(Stored items)
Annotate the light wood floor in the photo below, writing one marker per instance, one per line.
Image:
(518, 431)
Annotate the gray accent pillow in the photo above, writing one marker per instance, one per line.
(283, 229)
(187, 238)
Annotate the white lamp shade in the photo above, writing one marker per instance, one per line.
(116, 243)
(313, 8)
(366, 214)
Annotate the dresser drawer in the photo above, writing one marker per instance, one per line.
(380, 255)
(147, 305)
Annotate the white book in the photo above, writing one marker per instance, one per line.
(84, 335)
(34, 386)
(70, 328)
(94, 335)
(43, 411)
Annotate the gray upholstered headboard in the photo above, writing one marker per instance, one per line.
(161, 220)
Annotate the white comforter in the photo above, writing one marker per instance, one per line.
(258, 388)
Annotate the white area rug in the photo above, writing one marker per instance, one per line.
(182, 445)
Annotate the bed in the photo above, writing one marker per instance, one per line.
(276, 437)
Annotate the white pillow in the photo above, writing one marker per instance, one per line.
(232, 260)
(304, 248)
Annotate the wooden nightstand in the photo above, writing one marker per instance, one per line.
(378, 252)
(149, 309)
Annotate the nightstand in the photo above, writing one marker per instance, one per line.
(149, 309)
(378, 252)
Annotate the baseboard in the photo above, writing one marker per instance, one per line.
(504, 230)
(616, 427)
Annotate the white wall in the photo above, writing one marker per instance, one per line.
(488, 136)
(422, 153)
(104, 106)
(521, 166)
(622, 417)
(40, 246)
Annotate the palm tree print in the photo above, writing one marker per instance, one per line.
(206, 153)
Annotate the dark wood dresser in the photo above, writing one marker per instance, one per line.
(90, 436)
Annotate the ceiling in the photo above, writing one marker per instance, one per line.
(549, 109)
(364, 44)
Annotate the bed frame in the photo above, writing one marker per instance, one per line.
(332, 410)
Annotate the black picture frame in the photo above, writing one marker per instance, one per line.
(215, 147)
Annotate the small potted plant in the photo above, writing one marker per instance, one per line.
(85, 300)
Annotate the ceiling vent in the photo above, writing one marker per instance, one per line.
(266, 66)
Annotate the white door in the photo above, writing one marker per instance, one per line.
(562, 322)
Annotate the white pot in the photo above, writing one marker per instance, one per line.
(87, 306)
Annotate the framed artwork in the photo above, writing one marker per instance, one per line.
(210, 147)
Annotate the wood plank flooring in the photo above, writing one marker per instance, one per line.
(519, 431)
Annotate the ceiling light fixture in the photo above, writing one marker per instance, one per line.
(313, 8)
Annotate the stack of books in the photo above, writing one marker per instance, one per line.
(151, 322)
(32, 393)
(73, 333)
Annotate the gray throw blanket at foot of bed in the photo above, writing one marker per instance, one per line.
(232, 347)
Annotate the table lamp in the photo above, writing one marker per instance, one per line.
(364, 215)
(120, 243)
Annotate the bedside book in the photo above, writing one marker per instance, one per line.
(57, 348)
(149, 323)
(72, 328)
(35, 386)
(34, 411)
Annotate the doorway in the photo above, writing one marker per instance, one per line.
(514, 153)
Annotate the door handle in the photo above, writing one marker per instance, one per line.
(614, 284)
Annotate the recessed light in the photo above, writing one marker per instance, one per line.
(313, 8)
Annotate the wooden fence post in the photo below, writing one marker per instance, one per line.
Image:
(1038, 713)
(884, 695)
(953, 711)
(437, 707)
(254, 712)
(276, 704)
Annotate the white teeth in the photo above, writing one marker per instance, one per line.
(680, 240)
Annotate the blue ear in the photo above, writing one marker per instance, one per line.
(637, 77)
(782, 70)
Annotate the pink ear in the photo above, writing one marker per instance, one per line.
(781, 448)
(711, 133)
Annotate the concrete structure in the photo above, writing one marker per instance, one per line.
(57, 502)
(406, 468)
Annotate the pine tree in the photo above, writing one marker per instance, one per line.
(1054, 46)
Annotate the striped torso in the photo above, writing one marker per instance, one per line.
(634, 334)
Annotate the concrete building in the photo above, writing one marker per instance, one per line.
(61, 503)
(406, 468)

[AIM OF THE EXERCISE] Send back each record exactly as it stands.

[RESULT FOR THIS TASK]
Annotate the light wood floor in the photo below, writing one marker per instance, one per line.
Image:
(518, 431)
Annotate the gray accent pillow in the photo above, writing one marker per instance, one per line.
(283, 229)
(187, 238)
Annotate the white lamp shade in the photo above, writing one marker per instance, one per line.
(116, 243)
(313, 8)
(366, 214)
Annotate the dresser drawer in the photo above, writing one marker per instance, one per line.
(380, 255)
(147, 305)
Annotate the white book in the photo above, writing one marker per instance, one per line.
(84, 335)
(34, 386)
(70, 328)
(94, 335)
(43, 411)
Annotate the gray upholstered headboard in the photo above, writing one marker per instance, one per line.
(161, 220)
Annotate the white comforter in the photo above, writing one marker per instance, one per line.
(258, 388)
Annotate the white area rug in the photo above, writing one marker per instance, one per line.
(182, 445)
Annotate the bed in the photo above, writing one marker per instance, one per line.
(276, 437)
Annotate the white pillow in the photo above, writing one marker per instance, one per line.
(232, 260)
(304, 248)
Annotate the wooden nightstand in the photo above, writing one marker per instance, one per line.
(378, 252)
(149, 309)
Annotate the nightstand in the photo above, writing one marker per instance, one per line.
(149, 309)
(378, 252)
Annotate the baseboard in the photo above, writing one marker per instance, one per line.
(504, 230)
(616, 427)
Annotate the white wall in the photo above, writing one marker per instance, one per line.
(488, 136)
(422, 153)
(104, 106)
(521, 166)
(622, 417)
(40, 246)
Annotate the palm tree print in the photo above, writing one marker per instance, one per line.
(206, 153)
Annotate the dark wood dresser in the photo above, writing one marker per instance, one per line.
(90, 436)
Annotate the ceiling in the photo above, writing one marker per instance, one per line.
(549, 109)
(364, 44)
Annotate the bed frame in the photo above, writing one marker per instance, one per line.
(332, 410)
Annotate the black picture frame in the photo above, writing one marker per instance, one per line.
(215, 147)
Annotate the small potted plant in the photo above, writing one marker per instance, one per line.
(85, 300)
Annotate the ceiling vent in the photo above, writing one marker per instance, one per line.
(266, 66)
Annotate the white door in the photo above, writing one marker per instance, one per line.
(562, 322)
Annotate the white pot in the photo above, writing one marker per instance, one per line.
(87, 306)
Annotate the framed artwork in the photo above, writing one marker per instance, one per line.
(210, 147)
Annotate the wood plank flooring in the photo above, writing one marker per instance, one per line.
(519, 431)
Annotate the ceiling light fixture in the photo above, writing one marker per instance, one per line.
(313, 8)
Annotate the stack of books in the photo above, writing one marker per instance, one per line.
(151, 322)
(32, 393)
(73, 333)
Annotate the gray throw blanket at foot of bed in the photo above, writing one marker per instance, one per line.
(232, 347)
Annotate the table lamp in the photo above, writing one marker per instance, one per line.
(364, 215)
(120, 243)
Annotate the bedside book in the photo above, writing one marker per instance, one per line.
(57, 348)
(149, 323)
(72, 328)
(35, 386)
(34, 411)
Annotate the doorway in the photo above, writing one marker per instance, one per line.
(514, 153)
Annotate the door handle in the photo above, writing one marker per instance, one per line.
(614, 284)
Annotate the recessed light in the photo above, writing one marker per instance, one per line.
(313, 8)
Annotate the wooden fence post in the photo below, writing one marker per instance, one per line.
Image:
(1038, 713)
(884, 695)
(953, 711)
(437, 707)
(254, 712)
(276, 704)
Annotate the white teeth in the photo above, writing one marker per instance, one per line.
(680, 240)
Annotate the blue ear in the photo above, writing one marker per instance, one per line.
(637, 77)
(782, 70)
Annotate the pink ear in the photo above, writing one marker per instance, one per line.
(781, 448)
(711, 133)
Annotate the concrete structure in the photo above, writing one marker per instance, one per line.
(57, 502)
(406, 468)
Annotate the pine tree in the photo above, writing one marker per instance, one per line.
(1054, 46)
Annotate the striped torso in the photo above, writing one marker per instance, one per line.
(634, 334)
Annotate the concrete building in the photo above, writing one marker per instance, one per line.
(61, 503)
(406, 468)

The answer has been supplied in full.